▶ Lesetext:
Laurie Wright könnte ich sowohl als Neuentdeckung dieses Jahres als auch als Unter dem Radar vorstellen. Da ich in diesem Artikel unter Anderem versuche, mich auf Künstler zu konzentrieren, die Möglichkeiten gefunden haben, trotz der angespannten Lage Menschen durch Musik zu begeistern, wähle ich Laurie Wright aber zunächst für mein Album des Jahres mit dem "Lockdown Live Album". Der junge Brite war Teil des "RKD Lockdown TV Specials", veranstaltet von den Libertines. Zu diesem später mehr unter "Online Konzert des Jahres". Laurie Wright überzeugt auf diesem Album mit seiner unverwechselbaren, rauchigen Stimme, seinem sympathischen Lachen und dem charmanten britischen Akzent und natürlich seiner rustikalen Akustik-Gitarre. Wie auch ein Bandcamp-User (kipling1978) treffend beschreibt: "World class singer Songwriter Laurie Wright has been the highlight of many people's Lockdown brought us all together thru the love of his music. This lads going straight to the top. Feel privileged to be a part of my Boooooooyyyyyys Journey." ("Weltklasse Singer/Songwriter Laurie Wright war der Höhepunkt vieler Menschen im Lockdown, der uns alle durch die Liebe zu seiner Musik zusammengebracht hat. Dieser Typ geht steil nach oben. Ich fühle mich privilegiert, Teil von der Reise meines Jungen zu sein.") Nun, besser kann ich es auch nicht formulieren.

▶ Rohmaterial:
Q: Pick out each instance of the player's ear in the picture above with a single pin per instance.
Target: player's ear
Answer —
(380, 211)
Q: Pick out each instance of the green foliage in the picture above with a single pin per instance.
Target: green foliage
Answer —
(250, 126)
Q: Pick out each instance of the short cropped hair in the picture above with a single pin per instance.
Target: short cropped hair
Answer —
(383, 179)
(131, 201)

--

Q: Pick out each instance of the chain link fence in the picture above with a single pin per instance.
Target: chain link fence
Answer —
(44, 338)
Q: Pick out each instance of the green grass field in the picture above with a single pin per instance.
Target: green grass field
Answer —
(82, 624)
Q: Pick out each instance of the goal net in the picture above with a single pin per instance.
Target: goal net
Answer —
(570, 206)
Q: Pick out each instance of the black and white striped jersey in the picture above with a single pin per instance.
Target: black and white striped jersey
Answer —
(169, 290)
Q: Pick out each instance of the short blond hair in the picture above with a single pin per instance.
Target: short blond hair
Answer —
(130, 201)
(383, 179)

▶ Aufgabe:
Beantworte diese Fragen zum Text über Laurie Wright:
1. Mit welchem Album wird Laurie Wright als Album des Jahres vorgestellt?
2. Wer veranstaltete das "RKD Lockdown TV Special"?
3. Unter welchem Namen ist der zitierte Bandcamp-User angegeben?

▶ Lösung:
1. Mit dem "Lockdown Live Album".
2. Die Libertines.
3. kipling1978.